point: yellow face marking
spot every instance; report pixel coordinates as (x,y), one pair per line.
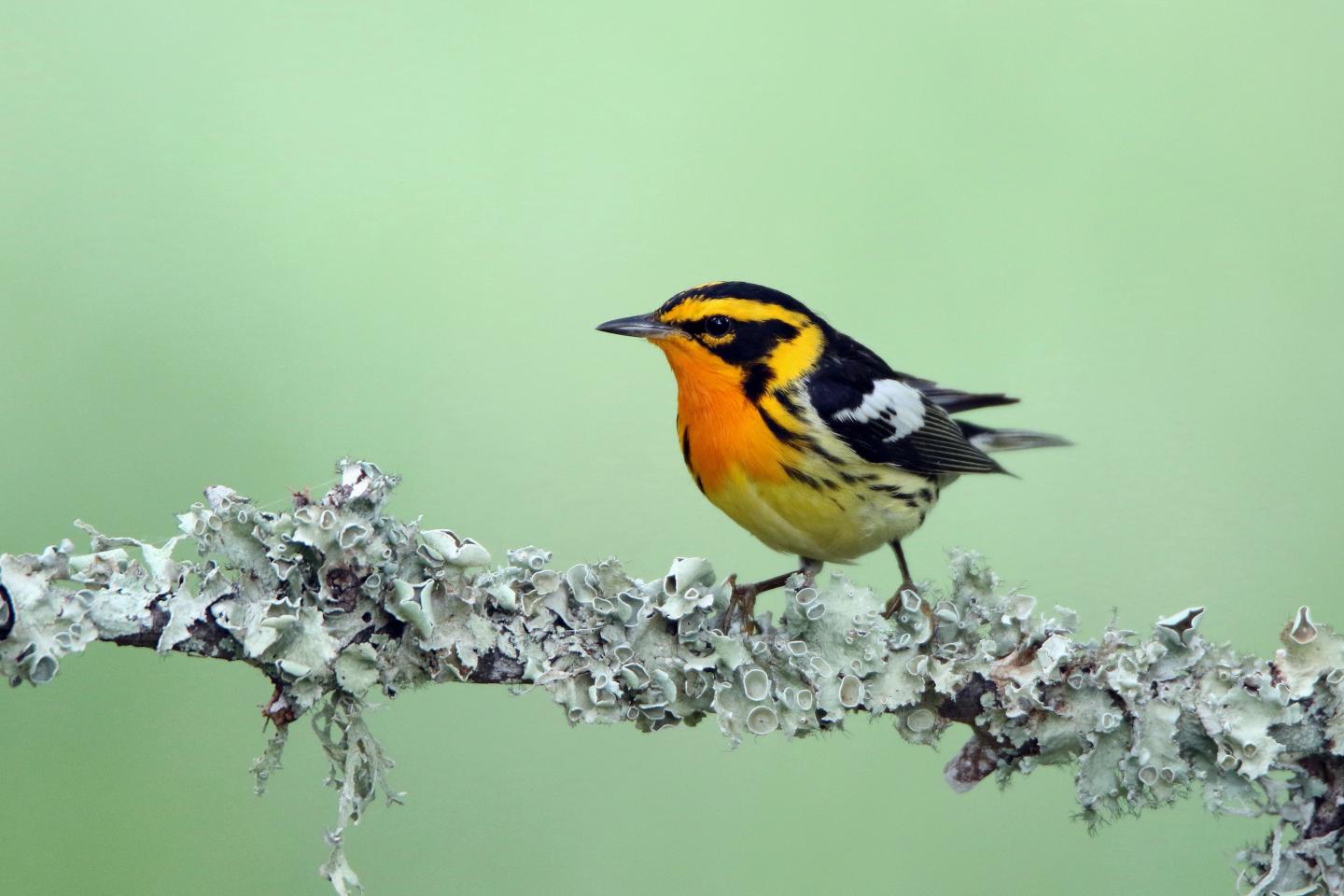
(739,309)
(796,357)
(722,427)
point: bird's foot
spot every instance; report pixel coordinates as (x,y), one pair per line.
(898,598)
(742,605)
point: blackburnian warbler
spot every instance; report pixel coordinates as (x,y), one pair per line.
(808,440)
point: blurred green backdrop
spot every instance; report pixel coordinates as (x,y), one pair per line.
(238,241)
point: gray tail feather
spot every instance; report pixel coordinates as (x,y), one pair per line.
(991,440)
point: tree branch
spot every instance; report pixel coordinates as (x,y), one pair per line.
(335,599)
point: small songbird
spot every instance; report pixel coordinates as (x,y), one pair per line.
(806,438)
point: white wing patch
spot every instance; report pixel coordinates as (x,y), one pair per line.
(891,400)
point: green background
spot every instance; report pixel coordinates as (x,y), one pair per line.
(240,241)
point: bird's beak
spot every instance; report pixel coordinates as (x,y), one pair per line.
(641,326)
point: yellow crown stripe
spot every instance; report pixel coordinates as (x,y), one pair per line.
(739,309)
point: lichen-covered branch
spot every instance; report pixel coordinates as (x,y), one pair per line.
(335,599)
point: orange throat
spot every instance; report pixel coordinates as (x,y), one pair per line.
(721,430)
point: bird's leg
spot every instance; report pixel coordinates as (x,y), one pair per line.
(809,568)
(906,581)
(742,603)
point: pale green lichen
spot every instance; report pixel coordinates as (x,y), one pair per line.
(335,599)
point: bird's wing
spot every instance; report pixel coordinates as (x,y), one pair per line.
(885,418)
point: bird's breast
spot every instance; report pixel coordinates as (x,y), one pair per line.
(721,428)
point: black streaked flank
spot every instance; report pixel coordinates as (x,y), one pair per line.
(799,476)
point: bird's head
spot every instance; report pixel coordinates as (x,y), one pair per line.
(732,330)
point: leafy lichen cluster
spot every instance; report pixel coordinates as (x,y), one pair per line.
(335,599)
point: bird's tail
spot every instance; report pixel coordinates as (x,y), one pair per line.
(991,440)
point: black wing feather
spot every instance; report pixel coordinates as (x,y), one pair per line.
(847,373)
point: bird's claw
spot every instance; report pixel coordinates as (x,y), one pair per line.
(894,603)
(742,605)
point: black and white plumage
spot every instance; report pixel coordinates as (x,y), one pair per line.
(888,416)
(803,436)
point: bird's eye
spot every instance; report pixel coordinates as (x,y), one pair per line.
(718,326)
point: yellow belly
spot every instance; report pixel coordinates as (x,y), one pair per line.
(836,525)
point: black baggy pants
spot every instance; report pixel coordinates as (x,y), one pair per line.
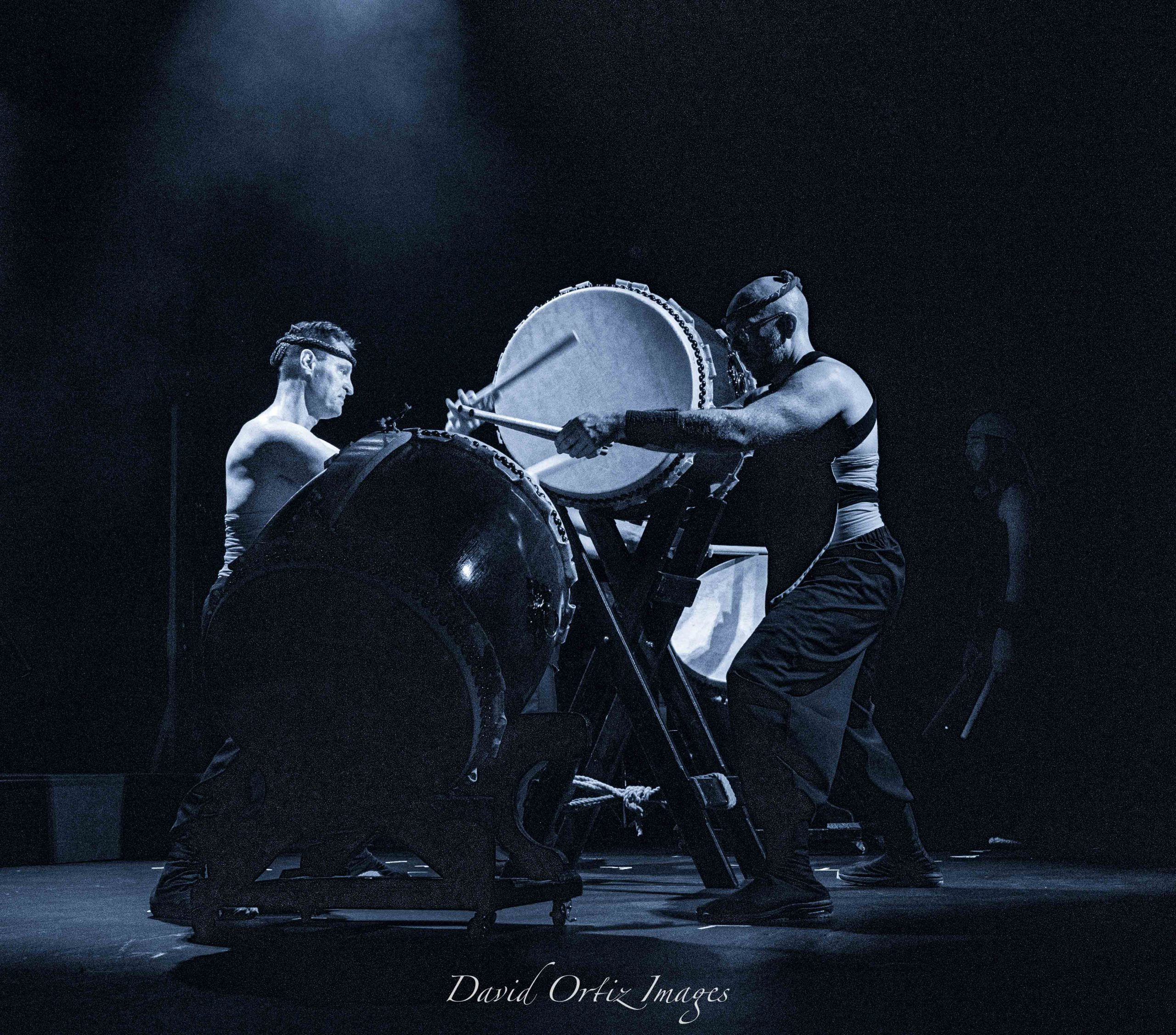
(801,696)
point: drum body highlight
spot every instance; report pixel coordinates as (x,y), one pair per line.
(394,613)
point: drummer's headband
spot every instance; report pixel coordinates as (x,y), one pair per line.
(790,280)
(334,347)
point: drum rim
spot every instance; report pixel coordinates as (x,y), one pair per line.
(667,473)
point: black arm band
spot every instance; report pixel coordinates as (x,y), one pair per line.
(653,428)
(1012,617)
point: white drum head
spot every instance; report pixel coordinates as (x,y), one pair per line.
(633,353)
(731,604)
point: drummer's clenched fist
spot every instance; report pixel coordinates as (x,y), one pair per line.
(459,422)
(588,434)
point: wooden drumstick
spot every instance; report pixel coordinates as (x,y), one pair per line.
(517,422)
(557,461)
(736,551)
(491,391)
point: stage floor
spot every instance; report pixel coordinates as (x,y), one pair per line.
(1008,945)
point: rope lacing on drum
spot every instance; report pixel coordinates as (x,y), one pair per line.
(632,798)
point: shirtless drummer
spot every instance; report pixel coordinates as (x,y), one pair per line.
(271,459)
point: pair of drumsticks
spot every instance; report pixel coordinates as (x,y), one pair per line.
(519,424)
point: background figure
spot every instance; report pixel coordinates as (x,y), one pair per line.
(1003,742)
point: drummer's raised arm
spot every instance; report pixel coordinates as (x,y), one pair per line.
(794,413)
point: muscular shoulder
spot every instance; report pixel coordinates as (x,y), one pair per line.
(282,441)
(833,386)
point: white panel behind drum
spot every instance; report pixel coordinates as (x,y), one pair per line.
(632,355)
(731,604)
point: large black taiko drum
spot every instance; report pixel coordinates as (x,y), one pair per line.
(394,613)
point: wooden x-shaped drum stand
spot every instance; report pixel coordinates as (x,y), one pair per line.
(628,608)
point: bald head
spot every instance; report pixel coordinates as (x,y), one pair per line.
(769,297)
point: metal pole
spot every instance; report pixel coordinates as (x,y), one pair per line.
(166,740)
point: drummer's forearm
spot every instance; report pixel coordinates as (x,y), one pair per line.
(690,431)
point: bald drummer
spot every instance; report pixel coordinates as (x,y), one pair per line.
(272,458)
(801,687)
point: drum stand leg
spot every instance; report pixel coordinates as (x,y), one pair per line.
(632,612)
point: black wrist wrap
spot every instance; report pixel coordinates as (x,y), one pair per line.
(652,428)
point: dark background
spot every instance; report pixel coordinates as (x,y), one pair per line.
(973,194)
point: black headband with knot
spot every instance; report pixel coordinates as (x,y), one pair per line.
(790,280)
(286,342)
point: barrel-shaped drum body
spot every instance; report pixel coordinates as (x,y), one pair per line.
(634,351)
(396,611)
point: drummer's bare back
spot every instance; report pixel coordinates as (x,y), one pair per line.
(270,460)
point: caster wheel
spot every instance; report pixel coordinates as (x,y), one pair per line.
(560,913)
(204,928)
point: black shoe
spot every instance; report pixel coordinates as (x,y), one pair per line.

» **Objective**
Copy out the stretch of the listing that starts with the line containing "point: caster wheel" and continues through the final line of the listing, both ends included. Keep the requests, and subtract 30 from every x and y coordinate in the answers.

» **Exercise result**
point: caster wheel
spot every instance; report pixel coordinates as (x,y), one pair per line.
(530,883)
(174,898)
point: black shoe
spot every instance; report pixel coordinates as (x,y), one pair per line.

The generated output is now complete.